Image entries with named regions
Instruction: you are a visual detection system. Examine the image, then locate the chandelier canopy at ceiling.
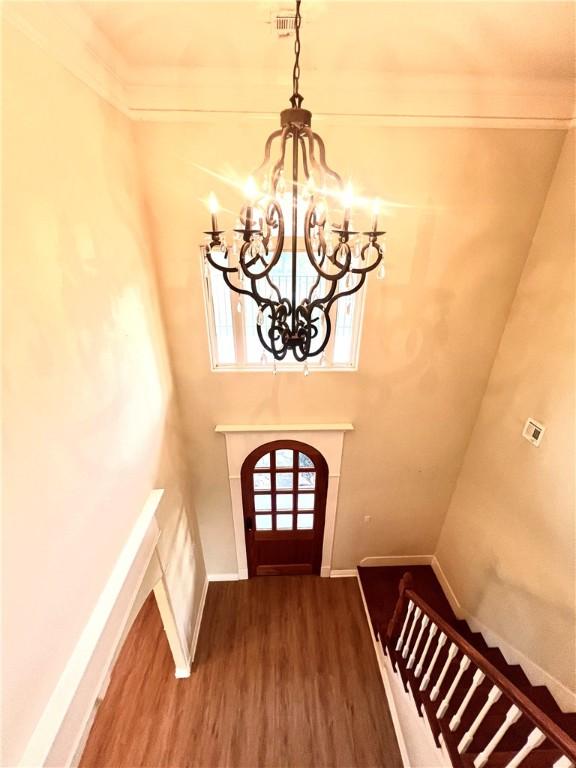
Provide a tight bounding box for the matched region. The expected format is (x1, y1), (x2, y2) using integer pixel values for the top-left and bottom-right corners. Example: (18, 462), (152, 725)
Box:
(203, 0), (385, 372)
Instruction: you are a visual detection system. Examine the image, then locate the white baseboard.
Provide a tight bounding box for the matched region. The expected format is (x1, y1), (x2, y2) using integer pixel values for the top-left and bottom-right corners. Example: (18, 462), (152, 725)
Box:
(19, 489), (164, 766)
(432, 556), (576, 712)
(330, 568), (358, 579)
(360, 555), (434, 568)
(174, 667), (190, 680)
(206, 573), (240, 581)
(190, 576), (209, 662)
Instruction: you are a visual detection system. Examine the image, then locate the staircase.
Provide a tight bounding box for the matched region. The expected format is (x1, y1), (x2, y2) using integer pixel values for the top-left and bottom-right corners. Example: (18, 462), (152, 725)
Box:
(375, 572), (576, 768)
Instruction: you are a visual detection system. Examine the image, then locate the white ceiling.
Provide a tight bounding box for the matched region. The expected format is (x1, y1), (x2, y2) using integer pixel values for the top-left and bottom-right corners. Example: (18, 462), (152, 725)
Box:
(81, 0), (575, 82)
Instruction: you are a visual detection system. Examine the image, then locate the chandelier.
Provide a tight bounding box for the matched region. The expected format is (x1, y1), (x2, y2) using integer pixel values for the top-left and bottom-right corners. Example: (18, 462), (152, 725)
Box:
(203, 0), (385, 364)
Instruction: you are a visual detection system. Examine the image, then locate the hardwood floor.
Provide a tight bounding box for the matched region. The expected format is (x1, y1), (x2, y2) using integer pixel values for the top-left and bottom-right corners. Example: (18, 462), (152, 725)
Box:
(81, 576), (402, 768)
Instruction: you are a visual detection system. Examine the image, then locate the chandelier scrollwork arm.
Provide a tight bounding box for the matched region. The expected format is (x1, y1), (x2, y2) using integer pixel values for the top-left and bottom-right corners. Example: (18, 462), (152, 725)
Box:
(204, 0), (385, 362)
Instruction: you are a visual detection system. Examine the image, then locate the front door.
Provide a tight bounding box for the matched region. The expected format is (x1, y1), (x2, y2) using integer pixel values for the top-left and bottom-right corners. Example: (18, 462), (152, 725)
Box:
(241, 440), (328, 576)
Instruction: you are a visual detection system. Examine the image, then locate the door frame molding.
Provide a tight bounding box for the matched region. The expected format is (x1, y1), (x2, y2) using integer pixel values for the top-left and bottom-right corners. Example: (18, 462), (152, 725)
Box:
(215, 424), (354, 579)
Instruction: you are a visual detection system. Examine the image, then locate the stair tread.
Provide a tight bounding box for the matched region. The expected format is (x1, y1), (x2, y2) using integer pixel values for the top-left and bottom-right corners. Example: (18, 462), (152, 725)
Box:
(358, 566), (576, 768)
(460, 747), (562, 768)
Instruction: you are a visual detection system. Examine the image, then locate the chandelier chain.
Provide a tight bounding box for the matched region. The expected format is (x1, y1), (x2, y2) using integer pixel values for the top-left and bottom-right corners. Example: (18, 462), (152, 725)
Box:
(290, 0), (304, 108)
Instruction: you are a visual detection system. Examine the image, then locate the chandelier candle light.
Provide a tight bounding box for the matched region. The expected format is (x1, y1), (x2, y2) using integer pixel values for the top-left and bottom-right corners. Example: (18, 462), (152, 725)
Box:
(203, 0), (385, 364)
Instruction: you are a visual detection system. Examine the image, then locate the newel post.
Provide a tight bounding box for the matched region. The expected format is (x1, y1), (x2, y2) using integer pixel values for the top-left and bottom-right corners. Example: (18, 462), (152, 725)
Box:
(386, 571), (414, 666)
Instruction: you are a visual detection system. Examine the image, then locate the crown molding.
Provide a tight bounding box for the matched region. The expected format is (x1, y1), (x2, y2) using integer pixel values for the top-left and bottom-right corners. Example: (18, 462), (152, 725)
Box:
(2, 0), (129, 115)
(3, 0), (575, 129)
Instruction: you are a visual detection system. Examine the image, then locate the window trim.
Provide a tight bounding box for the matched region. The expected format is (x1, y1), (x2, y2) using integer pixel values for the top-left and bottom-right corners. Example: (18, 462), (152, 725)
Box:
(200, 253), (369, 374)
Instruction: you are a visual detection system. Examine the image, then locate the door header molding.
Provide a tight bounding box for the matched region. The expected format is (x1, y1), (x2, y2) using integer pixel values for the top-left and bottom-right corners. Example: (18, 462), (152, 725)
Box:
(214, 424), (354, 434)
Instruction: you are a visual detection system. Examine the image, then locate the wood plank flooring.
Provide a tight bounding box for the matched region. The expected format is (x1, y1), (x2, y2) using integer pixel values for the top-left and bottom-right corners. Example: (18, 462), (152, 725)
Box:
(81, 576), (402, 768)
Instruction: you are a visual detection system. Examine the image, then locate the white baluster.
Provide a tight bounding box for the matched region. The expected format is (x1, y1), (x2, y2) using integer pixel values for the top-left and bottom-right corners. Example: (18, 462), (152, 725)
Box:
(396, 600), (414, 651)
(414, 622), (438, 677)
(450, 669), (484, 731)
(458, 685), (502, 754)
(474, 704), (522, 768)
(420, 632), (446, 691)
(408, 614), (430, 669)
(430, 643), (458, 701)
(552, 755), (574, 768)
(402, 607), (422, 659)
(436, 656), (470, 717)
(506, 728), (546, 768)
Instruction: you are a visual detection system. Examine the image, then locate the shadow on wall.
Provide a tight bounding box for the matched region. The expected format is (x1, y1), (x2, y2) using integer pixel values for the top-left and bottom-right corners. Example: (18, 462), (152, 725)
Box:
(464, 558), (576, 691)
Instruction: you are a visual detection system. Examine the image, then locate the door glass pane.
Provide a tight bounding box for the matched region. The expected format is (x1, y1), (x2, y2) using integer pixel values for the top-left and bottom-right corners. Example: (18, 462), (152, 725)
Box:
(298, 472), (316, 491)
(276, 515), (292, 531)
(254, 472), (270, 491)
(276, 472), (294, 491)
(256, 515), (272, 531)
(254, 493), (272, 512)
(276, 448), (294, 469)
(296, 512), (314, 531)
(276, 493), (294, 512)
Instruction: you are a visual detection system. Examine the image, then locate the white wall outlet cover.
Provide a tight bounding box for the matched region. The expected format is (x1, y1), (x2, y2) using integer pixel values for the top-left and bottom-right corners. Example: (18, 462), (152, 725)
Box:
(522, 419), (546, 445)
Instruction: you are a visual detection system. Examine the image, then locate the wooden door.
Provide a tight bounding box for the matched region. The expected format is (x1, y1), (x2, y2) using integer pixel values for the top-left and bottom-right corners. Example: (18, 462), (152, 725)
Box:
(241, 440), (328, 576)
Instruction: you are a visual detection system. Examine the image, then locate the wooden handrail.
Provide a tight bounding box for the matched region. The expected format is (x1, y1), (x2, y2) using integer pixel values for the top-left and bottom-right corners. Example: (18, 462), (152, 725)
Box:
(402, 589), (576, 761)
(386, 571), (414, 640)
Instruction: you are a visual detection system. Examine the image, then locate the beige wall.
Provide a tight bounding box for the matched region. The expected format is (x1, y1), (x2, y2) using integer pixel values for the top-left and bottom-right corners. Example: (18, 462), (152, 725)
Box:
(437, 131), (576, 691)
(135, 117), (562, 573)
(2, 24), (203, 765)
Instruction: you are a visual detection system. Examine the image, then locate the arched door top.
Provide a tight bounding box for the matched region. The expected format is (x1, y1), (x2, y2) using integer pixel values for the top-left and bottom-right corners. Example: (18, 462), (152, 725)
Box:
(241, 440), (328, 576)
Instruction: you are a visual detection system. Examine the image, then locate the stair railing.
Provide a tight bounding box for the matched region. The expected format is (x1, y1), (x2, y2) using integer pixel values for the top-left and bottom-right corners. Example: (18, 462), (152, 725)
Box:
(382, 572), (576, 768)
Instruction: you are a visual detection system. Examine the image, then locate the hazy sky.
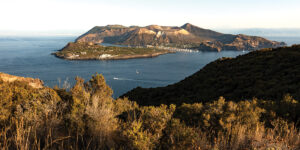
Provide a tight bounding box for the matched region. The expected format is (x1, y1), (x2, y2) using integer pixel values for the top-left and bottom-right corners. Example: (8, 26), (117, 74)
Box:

Short problem
Render the entries as a Markdown table with columns Row and Line, starting at the beginning of the entries and ending at the line containing "(190, 576), (209, 662)", with blank lines and pictures omitted.

Response to this exercise
| Row | Line |
|---|---|
| 1 | Instruction: you are a visual detection system. Examine the image, then locate the chandelier canopy at ceiling. |
| 2 | Provide a tight bounding box for the matched region. The expected format is (x1, y1), (x2, y2) using integer pixel values for the top-left and bottom-right corners. Example: (18, 462), (152, 725) |
| 3 | Box: |
| 4 | (203, 0), (385, 372) |
| 5 | Instruction: you are a visual detection system. Examine the image, then locate the white baseboard. |
| 6 | Provide a tight bounding box for the matched region. The expected format is (x1, y1), (x2, y2) using integer pixel values for the top-left and bottom-right corners. Example: (18, 462), (152, 725) |
| 7 | Box: |
| 8 | (19, 489), (164, 766) |
| 9 | (432, 556), (576, 712) |
| 10 | (330, 568), (358, 579) |
| 11 | (360, 555), (434, 568) |
| 12 | (174, 667), (190, 680) |
| 13 | (206, 573), (240, 581) |
| 14 | (190, 576), (209, 662) |